## Start Document passage

We can’t do any worse that Jeane Dixon used to do. (Did she ever get one right?)
Mine: David Spade will star in a movie about a 40-ish wiseass slacker who somehow gets the girl. Critics will loathe the movie but audiences will be lukewarm. Andy Dick, Brad Renfro, Robert Downey Jr., Corey Haim and Tom Sizemore will star in a remake of Sergeants Three while playing Vegas lounges at night. They will forever after be known as The Smack Pack, at least until they become the first native born Americans to be deported.
Tom Cruise will revisit Oprah Winfrey, this time jumping up and down on her sofa screaming “I’m Gay! I’m in Love! And I’ve Converted to Buddhism!”, bringing out and gushing over his awkward new much younger love Wilmer Valderrama. The move will stun many, none more so than Valderrama, who it turns out is not only straight but has never met Tom Cruise and just happened to be in the Green Room. For the first time in his career Cruise will be plagued by “Straight Rumors”.
Paris Hilton will be featured in news articles as if she were actually somebody who is talented at something.
Vincent Gallo and Chloe Sevigny will star in the roles made famous by Dick Van Dyke and Julie Andrews in a remake of Mary Poppins, which will also feature Dakota Fanning and Dakota Fanning as the two children in Mary’s charge, Danny Devito and Courtney Love as their parents, and with a cameo by Harvey Fierstein as “The Bird Lady”.

## End Document passage
## Start Stored rows

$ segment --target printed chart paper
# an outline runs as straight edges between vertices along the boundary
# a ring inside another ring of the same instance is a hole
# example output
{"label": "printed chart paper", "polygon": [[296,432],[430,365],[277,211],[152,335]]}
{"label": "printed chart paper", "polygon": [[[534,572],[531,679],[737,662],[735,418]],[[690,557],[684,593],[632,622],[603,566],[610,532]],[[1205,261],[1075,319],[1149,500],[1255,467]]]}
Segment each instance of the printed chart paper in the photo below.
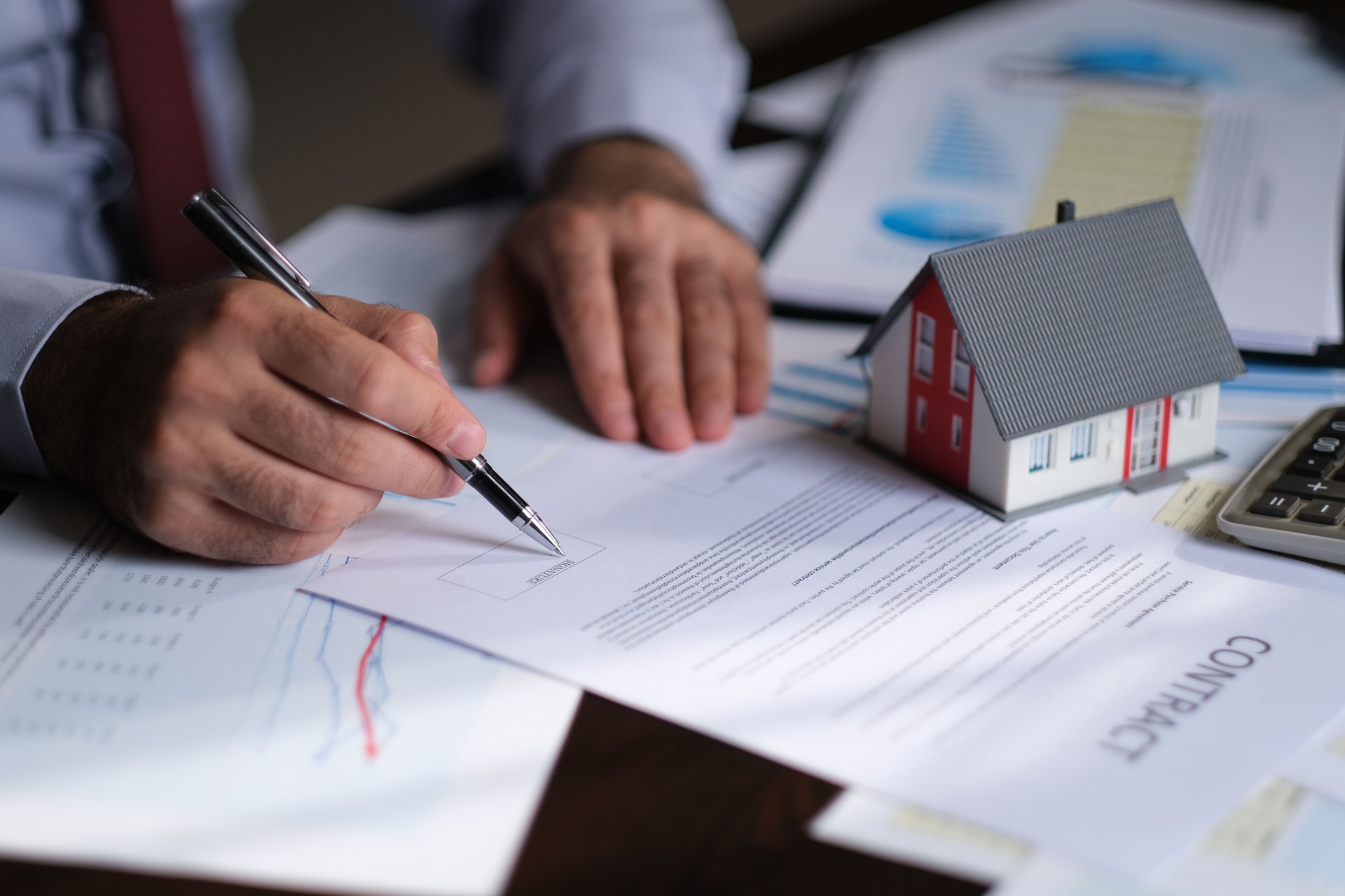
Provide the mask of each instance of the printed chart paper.
{"label": "printed chart paper", "polygon": [[[1239,348],[1338,343],[1345,78],[1301,19],[1028,0],[884,44],[765,262],[772,298],[881,313],[928,257],[1173,197]],[[1276,301],[1267,301],[1275,296]]]}
{"label": "printed chart paper", "polygon": [[296,592],[336,553],[171,553],[83,501],[0,514],[0,852],[347,893],[503,889],[580,692]]}
{"label": "printed chart paper", "polygon": [[1345,703],[1337,595],[1087,506],[1003,524],[834,435],[576,434],[515,485],[574,562],[473,510],[309,587],[1130,875]]}

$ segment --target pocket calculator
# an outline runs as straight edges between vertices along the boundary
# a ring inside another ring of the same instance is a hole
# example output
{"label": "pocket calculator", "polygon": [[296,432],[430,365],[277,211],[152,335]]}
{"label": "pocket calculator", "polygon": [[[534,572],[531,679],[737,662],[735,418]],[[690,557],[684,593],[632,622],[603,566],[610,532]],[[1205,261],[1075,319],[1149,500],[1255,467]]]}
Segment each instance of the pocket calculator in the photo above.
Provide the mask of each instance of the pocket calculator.
{"label": "pocket calculator", "polygon": [[1243,544],[1345,564],[1345,407],[1295,426],[1224,502],[1217,523]]}

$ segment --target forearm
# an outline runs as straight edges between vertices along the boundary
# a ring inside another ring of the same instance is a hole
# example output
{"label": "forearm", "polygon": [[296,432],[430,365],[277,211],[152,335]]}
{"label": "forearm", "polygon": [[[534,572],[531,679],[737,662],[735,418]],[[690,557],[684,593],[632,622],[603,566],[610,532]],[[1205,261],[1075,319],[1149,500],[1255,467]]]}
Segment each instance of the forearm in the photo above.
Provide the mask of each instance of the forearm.
{"label": "forearm", "polygon": [[612,199],[655,193],[701,207],[703,191],[695,172],[674,152],[642,137],[611,137],[570,146],[551,163],[547,195]]}
{"label": "forearm", "polygon": [[56,274],[0,269],[0,469],[47,476],[30,426],[26,383],[62,322],[90,298],[126,290]]}

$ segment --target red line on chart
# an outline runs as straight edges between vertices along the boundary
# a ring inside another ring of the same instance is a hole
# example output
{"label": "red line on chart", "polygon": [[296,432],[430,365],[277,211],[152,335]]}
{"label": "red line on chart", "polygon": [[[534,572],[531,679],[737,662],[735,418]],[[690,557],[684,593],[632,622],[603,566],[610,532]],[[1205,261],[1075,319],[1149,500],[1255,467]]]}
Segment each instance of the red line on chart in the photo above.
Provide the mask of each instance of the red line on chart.
{"label": "red line on chart", "polygon": [[355,676],[355,704],[359,707],[359,719],[364,724],[364,755],[370,759],[378,756],[378,740],[374,737],[374,719],[369,715],[369,703],[364,700],[364,678],[369,676],[369,658],[374,656],[374,647],[378,646],[378,639],[383,637],[386,626],[387,617],[379,617],[378,627],[374,629],[374,637],[369,639],[364,656],[359,658],[359,674]]}

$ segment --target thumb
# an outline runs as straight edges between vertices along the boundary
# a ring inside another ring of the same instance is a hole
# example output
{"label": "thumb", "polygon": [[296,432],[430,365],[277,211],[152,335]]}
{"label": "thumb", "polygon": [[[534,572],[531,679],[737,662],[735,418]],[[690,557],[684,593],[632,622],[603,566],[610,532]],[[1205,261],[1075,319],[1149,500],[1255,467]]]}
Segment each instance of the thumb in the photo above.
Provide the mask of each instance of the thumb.
{"label": "thumb", "polygon": [[424,314],[393,305],[369,305],[344,296],[319,296],[317,301],[336,320],[393,349],[436,383],[448,386],[438,365],[438,332]]}
{"label": "thumb", "polygon": [[476,278],[473,386],[496,386],[514,372],[530,320],[527,286],[498,249]]}

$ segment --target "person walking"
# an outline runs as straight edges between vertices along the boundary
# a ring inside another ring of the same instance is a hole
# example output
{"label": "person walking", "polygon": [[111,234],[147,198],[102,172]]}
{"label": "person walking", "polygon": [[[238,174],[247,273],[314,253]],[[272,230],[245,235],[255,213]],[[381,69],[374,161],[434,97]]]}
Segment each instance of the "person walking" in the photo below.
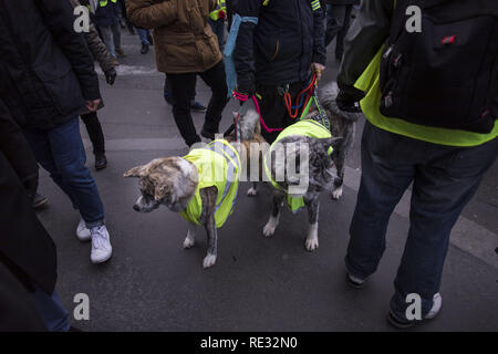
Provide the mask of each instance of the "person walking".
{"label": "person walking", "polygon": [[55,244],[31,207],[37,187],[37,160],[0,98],[0,329],[65,332]]}
{"label": "person walking", "polygon": [[209,25],[218,38],[218,46],[221,53],[225,48],[225,19],[227,18],[226,0],[216,0],[216,9],[209,13]]}
{"label": "person walking", "polygon": [[113,64],[120,64],[117,56],[126,56],[121,48],[120,4],[117,0],[94,0],[96,25],[100,28],[105,46],[113,58]]}
{"label": "person walking", "polygon": [[208,24],[212,0],[128,0],[129,19],[136,25],[154,29],[157,70],[167,74],[173,115],[188,146],[200,142],[191,115],[190,100],[196,75],[211,88],[200,135],[214,139],[221,113],[228,103],[225,66],[218,39]]}
{"label": "person walking", "polygon": [[353,6],[360,0],[326,0],[325,46],[335,38],[335,59],[341,61],[344,53],[344,38],[350,29]]}
{"label": "person walking", "polygon": [[[70,0],[73,8],[80,6],[79,0]],[[107,84],[114,85],[117,73],[115,70],[115,63],[107,51],[107,48],[102,42],[98,33],[95,29],[95,25],[90,23],[90,31],[84,33],[86,44],[89,45],[90,52],[93,58],[101,65],[102,71],[104,72],[105,80]],[[101,104],[98,110],[104,105]],[[98,116],[96,112],[86,112],[81,115],[81,119],[85,124],[86,132],[89,133],[90,140],[93,146],[93,155],[95,156],[95,169],[104,169],[107,167],[107,157],[105,156],[105,138],[104,133],[102,131],[101,122],[98,121]]]}
{"label": "person walking", "polygon": [[[0,98],[38,163],[80,211],[76,236],[92,240],[92,262],[105,262],[112,254],[110,235],[85,166],[79,119],[84,110],[97,110],[101,94],[84,37],[73,30],[73,8],[68,0],[0,0]],[[33,25],[14,31],[23,21]]]}
{"label": "person walking", "polygon": [[[423,31],[409,28],[408,6],[425,14]],[[361,288],[376,271],[390,217],[412,185],[388,313],[397,327],[439,313],[449,235],[498,155],[497,14],[494,0],[363,1],[346,35],[336,102],[355,111],[360,101],[366,117],[347,281]],[[418,319],[407,316],[408,294],[421,299]]]}
{"label": "person walking", "polygon": [[[234,51],[237,91],[257,93],[266,125],[262,136],[271,144],[279,131],[294,123],[298,94],[325,69],[323,10],[319,0],[232,0],[240,27]],[[299,111],[302,111],[300,107]]]}

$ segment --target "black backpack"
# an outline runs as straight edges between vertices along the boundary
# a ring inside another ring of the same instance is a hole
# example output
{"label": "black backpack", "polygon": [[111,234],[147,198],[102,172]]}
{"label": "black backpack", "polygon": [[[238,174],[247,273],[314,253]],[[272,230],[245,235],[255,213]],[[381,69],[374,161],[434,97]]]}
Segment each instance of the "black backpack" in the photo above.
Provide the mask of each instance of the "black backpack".
{"label": "black backpack", "polygon": [[[409,33],[407,7],[422,10]],[[381,113],[490,133],[498,118],[498,0],[398,0],[381,60]]]}

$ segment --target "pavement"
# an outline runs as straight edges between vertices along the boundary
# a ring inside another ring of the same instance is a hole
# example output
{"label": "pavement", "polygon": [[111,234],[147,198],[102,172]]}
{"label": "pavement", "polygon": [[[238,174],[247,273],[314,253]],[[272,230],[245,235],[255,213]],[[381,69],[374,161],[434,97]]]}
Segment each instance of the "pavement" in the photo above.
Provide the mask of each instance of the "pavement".
{"label": "pavement", "polygon": [[[378,271],[360,291],[344,281],[363,122],[347,157],[343,198],[322,196],[315,252],[304,250],[305,212],[284,212],[276,235],[264,238],[270,194],[261,188],[258,197],[248,198],[249,186],[241,184],[235,212],[219,230],[217,263],[204,270],[206,239],[199,235],[196,247],[184,250],[187,229],[179,215],[166,208],[149,215],[132,209],[138,185],[123,174],[153,158],[185,154],[186,146],[163,98],[164,75],[155,70],[153,52],[141,54],[138,37],[127,33],[123,49],[127,58],[121,61],[115,85],[108,86],[101,75],[106,169],[95,171],[83,125],[81,129],[114,249],[107,263],[90,262],[91,244],[75,237],[79,214],[45,171],[40,179],[39,190],[50,204],[38,215],[58,244],[58,291],[71,322],[85,331],[395,331],[385,317],[409,225],[409,190],[391,219]],[[324,82],[335,79],[336,70],[330,55]],[[197,100],[206,104],[208,98],[199,79]],[[235,110],[237,103],[230,102],[221,129],[230,125]],[[200,128],[204,115],[193,116]],[[409,331],[498,330],[497,235],[498,162],[452,235],[442,313]],[[90,298],[89,321],[73,319],[77,293]]]}

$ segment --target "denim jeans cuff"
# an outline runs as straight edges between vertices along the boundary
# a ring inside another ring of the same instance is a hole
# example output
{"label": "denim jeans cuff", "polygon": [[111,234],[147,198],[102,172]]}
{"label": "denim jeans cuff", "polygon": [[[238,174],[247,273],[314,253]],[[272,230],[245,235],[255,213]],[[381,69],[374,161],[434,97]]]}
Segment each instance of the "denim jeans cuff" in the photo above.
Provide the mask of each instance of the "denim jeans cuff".
{"label": "denim jeans cuff", "polygon": [[104,226],[105,219],[101,219],[101,220],[92,221],[92,222],[89,222],[85,220],[85,225],[86,225],[86,228],[90,230],[92,228],[96,228],[97,226]]}
{"label": "denim jeans cuff", "polygon": [[347,259],[347,256],[344,258],[344,264],[347,270],[347,272],[353,275],[354,278],[359,279],[366,279],[369,275],[365,275],[364,272],[357,271],[352,264],[351,261]]}

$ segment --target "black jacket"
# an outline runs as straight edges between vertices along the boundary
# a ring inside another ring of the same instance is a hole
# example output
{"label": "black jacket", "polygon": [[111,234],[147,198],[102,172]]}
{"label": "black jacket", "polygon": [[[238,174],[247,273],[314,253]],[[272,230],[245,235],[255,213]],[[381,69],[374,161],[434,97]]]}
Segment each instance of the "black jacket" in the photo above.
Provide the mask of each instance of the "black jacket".
{"label": "black jacket", "polygon": [[52,128],[100,98],[68,0],[0,0],[0,98],[24,128]]}
{"label": "black jacket", "polygon": [[326,0],[330,4],[360,4],[360,0]]}
{"label": "black jacket", "polygon": [[25,188],[35,188],[37,181],[33,153],[0,100],[0,262],[28,288],[35,282],[51,294],[55,244],[38,220]]}
{"label": "black jacket", "polygon": [[312,62],[325,64],[323,11],[311,0],[232,0],[232,11],[257,17],[243,22],[234,60],[239,84],[282,85],[310,77]]}

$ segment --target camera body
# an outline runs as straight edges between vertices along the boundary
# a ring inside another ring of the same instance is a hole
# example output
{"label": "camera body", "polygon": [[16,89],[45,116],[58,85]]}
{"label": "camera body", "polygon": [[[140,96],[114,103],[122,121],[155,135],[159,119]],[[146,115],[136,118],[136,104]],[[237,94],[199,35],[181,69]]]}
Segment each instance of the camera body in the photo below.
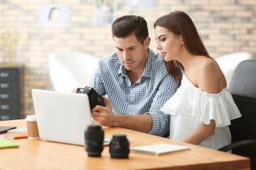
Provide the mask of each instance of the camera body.
{"label": "camera body", "polygon": [[76,93],[86,94],[88,95],[91,109],[94,108],[97,105],[105,106],[102,96],[99,95],[92,87],[87,87],[86,89],[78,88]]}

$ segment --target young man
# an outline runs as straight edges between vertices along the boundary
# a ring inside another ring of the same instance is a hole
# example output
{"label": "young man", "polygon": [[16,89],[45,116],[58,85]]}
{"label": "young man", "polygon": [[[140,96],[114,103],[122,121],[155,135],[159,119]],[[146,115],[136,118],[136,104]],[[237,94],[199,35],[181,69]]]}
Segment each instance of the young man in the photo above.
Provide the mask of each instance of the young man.
{"label": "young man", "polygon": [[146,21],[122,16],[113,23],[112,31],[117,52],[100,61],[89,84],[109,99],[104,97],[105,107],[92,110],[92,118],[105,126],[168,135],[169,117],[160,108],[176,92],[177,84],[167,73],[162,57],[149,48]]}

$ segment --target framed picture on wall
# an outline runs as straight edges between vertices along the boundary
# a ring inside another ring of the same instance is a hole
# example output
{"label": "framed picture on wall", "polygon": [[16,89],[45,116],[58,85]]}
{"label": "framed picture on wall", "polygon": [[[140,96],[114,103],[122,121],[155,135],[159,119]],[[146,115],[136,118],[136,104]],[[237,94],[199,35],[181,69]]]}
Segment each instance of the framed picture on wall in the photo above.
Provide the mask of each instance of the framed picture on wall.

## End Stored rows

Extend the celebrity predictions list with several new entries that follow its last one.

- **Exercise output**:
Okay, I’ll take the next shift. Thelma Todd will be found frozen in a block of ice under her old restaurant/house and prove she really didn’t get killed after all but rather her lookalike did. She will attempt to revive her film career as a new Bond Girl but will instead find fame anew as herself as the romantic interest/sidekick/neighbor on Joey, bringing it to the top of the ratings. This will prove once and for all the existence of the paranormal as Randi will give up his $1 million prize, for there is no natural way Matt LeBlanc could carry a number 1 sitcom.
Gloria Stuart and Kate Winslet will team up again for a sequel to TITANIC. In this one Rose realizes that she wasn’t on the Titanic after all but suffers from False Memory Syndrome, having created the illusion of the sinking ship to mask the terrors that befell her in her real life as the Grand Dutchess Anastasia. Ralph Fiennes will receive an Oscar nod for his portrayal of Rasputin but will lose out to Philip Seymour Hoffmann in Capote II: Black, White and Read All Over.
Michael Jackson converts to Scientology - it’s about the only weird thing he hasn’t done.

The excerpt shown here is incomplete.